- WHAT IS BEING ASKED -
Set every entry down again exactly, omitting none.

--- DATA EXCERPTS Enclosed Below ---

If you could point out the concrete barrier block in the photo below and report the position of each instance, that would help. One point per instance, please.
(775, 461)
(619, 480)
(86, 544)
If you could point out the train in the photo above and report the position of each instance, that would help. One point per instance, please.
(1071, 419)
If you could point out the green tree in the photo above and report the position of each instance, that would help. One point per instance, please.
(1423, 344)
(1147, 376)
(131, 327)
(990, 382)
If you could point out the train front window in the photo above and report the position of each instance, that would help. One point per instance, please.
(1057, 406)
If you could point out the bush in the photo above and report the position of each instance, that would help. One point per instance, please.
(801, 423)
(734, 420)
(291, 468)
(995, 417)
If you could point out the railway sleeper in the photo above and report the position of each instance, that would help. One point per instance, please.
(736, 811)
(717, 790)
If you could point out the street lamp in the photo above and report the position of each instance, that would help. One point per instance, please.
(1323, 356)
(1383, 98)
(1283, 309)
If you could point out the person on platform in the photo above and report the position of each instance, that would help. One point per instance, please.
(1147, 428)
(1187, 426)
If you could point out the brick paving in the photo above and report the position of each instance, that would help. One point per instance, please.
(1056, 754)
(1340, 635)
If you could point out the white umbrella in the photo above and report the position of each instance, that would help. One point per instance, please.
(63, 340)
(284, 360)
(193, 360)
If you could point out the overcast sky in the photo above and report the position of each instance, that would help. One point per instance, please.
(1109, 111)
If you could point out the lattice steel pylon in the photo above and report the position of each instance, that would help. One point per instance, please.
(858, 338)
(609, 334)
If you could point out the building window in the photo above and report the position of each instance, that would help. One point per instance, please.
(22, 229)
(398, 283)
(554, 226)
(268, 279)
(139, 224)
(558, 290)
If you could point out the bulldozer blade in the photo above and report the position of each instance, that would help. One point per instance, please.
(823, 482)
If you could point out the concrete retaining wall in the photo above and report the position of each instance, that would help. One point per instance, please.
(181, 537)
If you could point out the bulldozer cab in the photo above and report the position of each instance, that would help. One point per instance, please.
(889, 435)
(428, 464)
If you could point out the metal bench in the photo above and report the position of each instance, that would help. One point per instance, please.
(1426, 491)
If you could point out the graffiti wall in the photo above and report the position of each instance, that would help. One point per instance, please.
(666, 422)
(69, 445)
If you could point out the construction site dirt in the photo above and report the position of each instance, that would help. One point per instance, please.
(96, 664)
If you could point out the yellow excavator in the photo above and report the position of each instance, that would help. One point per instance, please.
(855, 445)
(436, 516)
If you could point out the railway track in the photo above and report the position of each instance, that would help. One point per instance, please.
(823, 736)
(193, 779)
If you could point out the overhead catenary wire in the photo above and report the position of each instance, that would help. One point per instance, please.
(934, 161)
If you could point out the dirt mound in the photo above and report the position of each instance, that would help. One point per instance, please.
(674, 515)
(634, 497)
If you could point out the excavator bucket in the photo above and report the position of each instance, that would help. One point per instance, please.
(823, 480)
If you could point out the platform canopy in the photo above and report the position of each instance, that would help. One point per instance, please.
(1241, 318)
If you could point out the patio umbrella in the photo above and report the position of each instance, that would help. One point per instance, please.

--- End of Enclosed DATA EXCERPTS ---

- REPLY TO THE TASK -
If you could point out the concrete barrier block in the photo below and report the position of each instance, that would help. One point per instance, please.
(775, 461)
(619, 480)
(86, 544)
If you could point out the train in the photo above and report the position of each instance, that would help. One point per instance, please.
(1071, 419)
If you could point out the green tree in the photo above and report the position of each instance, that would help. One point per instance, please.
(1423, 344)
(1147, 376)
(131, 327)
(990, 382)
If you could point out the train front window in the photo above and report the position of each instance, that would help. One point per instance, please.
(1057, 406)
If you could point out the bush in the photo above and report the position of each instance, that would help. One point per instance, please.
(801, 423)
(734, 420)
(291, 468)
(995, 417)
If you could point out the railway sleeper in the photo above and report the position of each instance, that would help. One point per instance, please.
(736, 811)
(717, 790)
If you could point out the street lamp in the photo above and report the position of each instance, that would help. One point per instance, please.
(1323, 356)
(1383, 98)
(1283, 309)
If you could point out the person on platform in the photo above and report the position of each instance, that would help. One point per instance, please.
(1147, 428)
(1187, 426)
If you could point out the brick paving in the photo above and report the position of each instance, that would help. One point per instance, please.
(1056, 754)
(1340, 635)
If you could point out the white umbrella in the photo above and report the position of each instance, that would help. One point per instance, please.
(63, 340)
(284, 360)
(193, 360)
If you could point out the overcast sky in the photo above and report the position of each instance, that would help. One point per instance, please.
(1109, 111)
If you could point out the lattice steel pylon in the photo above and report the position of each instance, that would help. One point per instance, please.
(858, 338)
(609, 334)
If you could point out the building window in the photo above and report the position of each instance, that would help. One point per instance, please.
(22, 229)
(398, 283)
(554, 226)
(268, 279)
(139, 224)
(558, 290)
If you could point out the bulldozer blade in the photo above and report the position of each instance, that would help. One point per instance, please.
(823, 482)
If you could point out the concrete retaining wall in the photo above and report the position of each instance, that would help. One point per instance, please.
(181, 537)
If you could point out the bulldozer cab in the photo above and report the position of each instance, that would help. One point per instance, please.
(889, 435)
(428, 464)
If you could point out the metal bench in the photo above and report the position of each instance, that would help. One point per instance, please.
(1426, 491)
If you could point out the graffiti wall in the photo above and report the position of each instance, that would help. One point per instance, please.
(666, 422)
(69, 445)
If you could point out the construction site dirt in the photo above and report the position of each instance, that would help. One point per instance, please.
(96, 664)
If you could point out the yellow excavator in the photo above and report the position of each instance, that would help. One point per instance, please.
(855, 445)
(436, 516)
If you could point out the railway track in the photo above and report the position of each instance, that would help. One point per instance, please.
(823, 736)
(193, 779)
If you could point out the overhead catenary wire in the photo above and report the position of each instance, that would help. One point per instance, please.
(934, 161)
If you could point out the dirt mound in the photo above and report the position of each instance, that would help. One point per instance, please.
(674, 515)
(634, 497)
If you could point out the excavator bucket in the photo above and report the position of each instance, that would help. One point per instance, please.
(823, 480)
If you could point out the platform canopy in the photo above and report the position of each instance, that would help. One point per instance, please.
(1241, 318)
If you could point out the patio umbrella in the photo above and report the position of each instance, that would help. One point per instance, please.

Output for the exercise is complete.